- WORK REQUIRED: From the entries that follow, extract each line holding the string "target".

- DATA TO EXAMINE:

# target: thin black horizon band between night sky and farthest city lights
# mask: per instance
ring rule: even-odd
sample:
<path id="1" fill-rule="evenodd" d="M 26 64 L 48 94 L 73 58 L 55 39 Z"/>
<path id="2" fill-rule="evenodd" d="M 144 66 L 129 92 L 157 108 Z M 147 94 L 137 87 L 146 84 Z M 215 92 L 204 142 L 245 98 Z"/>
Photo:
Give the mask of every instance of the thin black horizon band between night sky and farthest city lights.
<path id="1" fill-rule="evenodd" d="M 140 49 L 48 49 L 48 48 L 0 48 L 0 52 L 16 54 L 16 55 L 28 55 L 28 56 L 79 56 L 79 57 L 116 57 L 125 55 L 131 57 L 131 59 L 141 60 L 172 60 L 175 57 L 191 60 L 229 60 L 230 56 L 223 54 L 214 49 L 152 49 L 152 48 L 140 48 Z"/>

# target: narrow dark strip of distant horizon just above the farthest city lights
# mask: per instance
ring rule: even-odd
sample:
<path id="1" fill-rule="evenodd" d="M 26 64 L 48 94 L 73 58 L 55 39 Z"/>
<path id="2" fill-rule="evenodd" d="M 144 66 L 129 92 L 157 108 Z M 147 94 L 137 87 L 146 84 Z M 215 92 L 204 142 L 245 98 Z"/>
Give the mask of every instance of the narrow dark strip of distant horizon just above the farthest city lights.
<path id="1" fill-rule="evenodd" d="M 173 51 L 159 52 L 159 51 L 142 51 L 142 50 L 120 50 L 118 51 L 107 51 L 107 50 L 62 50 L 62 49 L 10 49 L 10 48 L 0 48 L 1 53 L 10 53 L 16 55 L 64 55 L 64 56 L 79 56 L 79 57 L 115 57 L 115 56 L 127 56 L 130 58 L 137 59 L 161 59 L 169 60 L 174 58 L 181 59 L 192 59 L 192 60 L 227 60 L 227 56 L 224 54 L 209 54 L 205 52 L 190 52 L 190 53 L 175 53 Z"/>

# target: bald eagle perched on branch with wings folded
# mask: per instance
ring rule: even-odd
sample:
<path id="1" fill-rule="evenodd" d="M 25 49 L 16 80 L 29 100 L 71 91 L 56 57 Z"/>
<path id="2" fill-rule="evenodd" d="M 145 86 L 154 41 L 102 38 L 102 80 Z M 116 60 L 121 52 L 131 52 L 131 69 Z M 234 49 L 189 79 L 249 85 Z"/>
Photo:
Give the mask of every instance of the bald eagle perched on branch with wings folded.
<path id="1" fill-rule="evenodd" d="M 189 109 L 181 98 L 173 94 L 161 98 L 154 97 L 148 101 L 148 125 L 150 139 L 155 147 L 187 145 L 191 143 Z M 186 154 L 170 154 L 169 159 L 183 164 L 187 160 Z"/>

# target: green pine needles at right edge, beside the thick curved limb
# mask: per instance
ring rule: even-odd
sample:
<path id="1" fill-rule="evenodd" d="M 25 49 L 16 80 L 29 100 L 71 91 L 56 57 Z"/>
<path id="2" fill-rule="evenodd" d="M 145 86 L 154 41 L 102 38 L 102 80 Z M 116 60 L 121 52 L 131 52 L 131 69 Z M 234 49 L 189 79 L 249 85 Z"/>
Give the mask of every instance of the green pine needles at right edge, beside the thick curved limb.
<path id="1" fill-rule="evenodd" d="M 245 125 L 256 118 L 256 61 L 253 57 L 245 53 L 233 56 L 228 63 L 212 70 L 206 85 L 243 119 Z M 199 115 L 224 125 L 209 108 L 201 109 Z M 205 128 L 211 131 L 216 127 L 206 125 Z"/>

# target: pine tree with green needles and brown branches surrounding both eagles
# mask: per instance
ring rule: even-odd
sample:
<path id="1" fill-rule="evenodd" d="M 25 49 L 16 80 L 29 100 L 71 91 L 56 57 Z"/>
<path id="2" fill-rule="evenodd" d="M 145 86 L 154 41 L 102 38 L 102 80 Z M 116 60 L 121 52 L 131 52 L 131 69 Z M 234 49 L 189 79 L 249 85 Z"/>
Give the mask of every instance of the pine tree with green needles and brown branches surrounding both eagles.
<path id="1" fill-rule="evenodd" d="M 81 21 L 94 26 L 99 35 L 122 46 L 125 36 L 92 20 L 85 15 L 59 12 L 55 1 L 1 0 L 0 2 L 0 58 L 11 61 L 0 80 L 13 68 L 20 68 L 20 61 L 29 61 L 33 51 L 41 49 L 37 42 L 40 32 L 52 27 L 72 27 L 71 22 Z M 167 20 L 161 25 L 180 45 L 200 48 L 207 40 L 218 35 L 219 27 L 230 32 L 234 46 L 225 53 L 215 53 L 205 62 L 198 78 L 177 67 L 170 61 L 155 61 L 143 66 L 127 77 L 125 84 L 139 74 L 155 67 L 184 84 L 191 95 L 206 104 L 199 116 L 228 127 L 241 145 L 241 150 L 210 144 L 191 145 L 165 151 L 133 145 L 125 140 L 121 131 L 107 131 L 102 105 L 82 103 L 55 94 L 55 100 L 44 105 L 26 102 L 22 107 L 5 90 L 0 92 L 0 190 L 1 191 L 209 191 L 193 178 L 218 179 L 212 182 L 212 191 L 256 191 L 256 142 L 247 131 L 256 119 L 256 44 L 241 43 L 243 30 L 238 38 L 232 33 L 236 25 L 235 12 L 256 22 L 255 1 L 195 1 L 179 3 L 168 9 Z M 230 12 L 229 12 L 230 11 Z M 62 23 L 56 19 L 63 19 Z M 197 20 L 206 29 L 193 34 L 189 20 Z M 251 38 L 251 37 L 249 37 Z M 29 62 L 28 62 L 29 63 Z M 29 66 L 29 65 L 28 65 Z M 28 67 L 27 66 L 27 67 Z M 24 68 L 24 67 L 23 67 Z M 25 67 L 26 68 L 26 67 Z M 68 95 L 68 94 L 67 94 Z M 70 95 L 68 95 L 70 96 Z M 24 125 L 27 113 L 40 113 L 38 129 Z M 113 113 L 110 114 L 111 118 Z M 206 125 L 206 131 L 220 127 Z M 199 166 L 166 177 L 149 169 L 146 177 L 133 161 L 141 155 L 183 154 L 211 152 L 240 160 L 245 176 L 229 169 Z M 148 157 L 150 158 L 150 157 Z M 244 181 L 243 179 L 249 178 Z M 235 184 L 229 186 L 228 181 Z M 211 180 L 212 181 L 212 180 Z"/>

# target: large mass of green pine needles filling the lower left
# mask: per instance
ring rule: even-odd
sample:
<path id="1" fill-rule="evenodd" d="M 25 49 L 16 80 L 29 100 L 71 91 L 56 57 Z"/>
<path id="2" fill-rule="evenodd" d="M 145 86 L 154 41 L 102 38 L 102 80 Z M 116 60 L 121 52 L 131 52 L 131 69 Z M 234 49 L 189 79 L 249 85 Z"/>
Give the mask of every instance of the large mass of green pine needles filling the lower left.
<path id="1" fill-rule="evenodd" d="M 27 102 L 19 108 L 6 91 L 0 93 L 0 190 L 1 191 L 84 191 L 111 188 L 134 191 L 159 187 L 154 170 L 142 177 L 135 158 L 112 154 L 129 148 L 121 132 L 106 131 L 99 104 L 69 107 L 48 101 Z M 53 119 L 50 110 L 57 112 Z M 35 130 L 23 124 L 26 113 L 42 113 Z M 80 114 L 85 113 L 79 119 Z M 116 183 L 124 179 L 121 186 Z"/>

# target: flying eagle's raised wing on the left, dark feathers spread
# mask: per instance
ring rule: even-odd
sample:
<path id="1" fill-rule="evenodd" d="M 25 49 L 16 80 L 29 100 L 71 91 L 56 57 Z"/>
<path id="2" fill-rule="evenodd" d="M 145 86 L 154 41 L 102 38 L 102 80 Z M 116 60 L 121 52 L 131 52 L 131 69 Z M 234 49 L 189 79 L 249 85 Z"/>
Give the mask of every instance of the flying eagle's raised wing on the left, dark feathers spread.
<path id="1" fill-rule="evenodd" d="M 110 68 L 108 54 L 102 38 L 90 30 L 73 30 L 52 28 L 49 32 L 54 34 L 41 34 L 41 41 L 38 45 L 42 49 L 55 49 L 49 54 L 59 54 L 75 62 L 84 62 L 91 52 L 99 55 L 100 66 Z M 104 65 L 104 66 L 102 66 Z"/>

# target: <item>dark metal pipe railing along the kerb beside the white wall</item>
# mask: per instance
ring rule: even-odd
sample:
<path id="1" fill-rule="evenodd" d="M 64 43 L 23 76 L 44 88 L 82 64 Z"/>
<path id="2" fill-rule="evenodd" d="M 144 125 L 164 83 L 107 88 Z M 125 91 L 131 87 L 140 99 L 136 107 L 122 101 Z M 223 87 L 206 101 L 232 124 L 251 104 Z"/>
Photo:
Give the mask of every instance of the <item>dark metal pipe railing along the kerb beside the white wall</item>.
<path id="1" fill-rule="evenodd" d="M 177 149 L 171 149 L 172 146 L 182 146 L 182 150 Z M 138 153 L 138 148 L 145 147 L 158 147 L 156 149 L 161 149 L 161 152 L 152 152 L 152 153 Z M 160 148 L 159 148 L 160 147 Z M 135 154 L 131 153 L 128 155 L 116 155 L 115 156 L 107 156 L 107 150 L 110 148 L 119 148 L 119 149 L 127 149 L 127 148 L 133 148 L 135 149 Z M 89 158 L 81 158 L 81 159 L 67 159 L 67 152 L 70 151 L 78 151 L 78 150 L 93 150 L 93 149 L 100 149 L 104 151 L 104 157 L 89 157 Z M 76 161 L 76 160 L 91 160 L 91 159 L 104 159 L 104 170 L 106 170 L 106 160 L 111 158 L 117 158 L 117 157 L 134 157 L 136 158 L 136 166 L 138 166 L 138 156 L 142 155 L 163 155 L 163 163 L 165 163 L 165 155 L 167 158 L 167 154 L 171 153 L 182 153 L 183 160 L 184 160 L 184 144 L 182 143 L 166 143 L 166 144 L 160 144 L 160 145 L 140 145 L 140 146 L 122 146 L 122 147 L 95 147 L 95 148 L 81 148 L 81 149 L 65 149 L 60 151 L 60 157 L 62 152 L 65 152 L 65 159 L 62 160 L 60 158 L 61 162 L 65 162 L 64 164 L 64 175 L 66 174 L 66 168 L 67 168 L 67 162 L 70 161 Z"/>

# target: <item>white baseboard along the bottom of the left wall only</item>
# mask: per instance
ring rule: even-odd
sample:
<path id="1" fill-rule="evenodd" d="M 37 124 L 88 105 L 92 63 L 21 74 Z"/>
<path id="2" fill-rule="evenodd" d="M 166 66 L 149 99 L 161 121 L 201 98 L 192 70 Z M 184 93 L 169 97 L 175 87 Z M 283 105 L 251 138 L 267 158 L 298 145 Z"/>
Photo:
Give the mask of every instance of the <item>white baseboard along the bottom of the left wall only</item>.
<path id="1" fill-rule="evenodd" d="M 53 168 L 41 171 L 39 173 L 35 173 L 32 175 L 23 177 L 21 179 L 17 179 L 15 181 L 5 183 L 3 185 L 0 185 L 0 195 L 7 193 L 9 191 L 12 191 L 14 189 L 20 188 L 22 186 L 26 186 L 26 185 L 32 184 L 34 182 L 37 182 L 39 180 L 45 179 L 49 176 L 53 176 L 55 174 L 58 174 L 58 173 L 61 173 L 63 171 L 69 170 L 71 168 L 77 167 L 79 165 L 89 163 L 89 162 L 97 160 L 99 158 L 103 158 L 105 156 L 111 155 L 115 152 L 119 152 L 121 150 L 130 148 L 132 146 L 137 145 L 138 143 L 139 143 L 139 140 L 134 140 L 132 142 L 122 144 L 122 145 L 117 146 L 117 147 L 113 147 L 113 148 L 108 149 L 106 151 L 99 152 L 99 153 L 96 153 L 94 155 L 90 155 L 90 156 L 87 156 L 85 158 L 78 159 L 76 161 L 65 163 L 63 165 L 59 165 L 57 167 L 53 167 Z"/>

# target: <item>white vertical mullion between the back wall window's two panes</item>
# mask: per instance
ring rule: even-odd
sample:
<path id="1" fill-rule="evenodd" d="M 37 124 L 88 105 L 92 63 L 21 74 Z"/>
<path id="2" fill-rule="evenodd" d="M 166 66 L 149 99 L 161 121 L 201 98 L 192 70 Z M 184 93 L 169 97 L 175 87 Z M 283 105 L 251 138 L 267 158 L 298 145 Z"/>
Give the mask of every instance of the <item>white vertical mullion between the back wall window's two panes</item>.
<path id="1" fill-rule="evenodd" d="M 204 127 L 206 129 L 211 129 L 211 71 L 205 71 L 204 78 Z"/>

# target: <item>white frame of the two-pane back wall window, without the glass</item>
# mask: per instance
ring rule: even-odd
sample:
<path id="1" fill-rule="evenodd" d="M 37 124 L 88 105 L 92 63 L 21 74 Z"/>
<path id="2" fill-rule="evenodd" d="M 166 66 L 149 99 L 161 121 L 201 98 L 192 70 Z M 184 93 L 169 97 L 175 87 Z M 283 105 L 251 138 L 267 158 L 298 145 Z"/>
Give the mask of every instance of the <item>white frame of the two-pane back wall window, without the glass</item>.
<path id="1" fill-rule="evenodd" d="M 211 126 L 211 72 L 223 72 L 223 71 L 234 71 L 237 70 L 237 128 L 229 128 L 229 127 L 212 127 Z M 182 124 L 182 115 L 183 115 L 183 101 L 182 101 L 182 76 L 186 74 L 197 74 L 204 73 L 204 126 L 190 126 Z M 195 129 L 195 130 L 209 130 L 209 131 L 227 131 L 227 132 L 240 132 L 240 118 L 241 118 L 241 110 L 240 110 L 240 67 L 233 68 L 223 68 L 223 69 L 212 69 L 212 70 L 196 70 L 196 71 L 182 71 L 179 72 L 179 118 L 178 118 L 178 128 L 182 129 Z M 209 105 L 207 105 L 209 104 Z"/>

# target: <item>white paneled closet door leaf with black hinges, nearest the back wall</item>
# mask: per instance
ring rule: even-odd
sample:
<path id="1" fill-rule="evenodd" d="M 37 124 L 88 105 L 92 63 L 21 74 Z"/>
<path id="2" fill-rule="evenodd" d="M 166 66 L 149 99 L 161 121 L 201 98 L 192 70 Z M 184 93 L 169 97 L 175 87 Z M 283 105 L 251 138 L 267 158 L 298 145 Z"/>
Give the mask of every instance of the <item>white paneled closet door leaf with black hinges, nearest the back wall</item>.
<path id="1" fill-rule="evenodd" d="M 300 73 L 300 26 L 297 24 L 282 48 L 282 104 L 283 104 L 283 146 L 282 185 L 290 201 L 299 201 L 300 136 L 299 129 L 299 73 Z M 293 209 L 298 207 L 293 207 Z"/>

- EXPECTED ANSWER:
# target: thin black horizon band between night sky and farthest city lights
# target: narrow dark strip of distant horizon just above the farthest city lights
# target: bald eagle perched on branch with wings folded
# target: green pine needles at right edge, beside the thick curved limb
# target: pine tree with green needles and brown branches surrounding both eagles
# target: large mass of green pine needles filling the lower left
# target: flying eagle's raised wing on the left, dark feathers spread
# target: <item>dark metal pipe railing along the kerb beside the white wall</item>
# target: <item>white baseboard along the bottom of the left wall only</item>
# target: <item>white vertical mullion between the back wall window's two panes</item>
# target: <item>white frame of the two-pane back wall window, without the glass</item>
# target: <item>white paneled closet door leaf with black hinges, nearest the back wall</item>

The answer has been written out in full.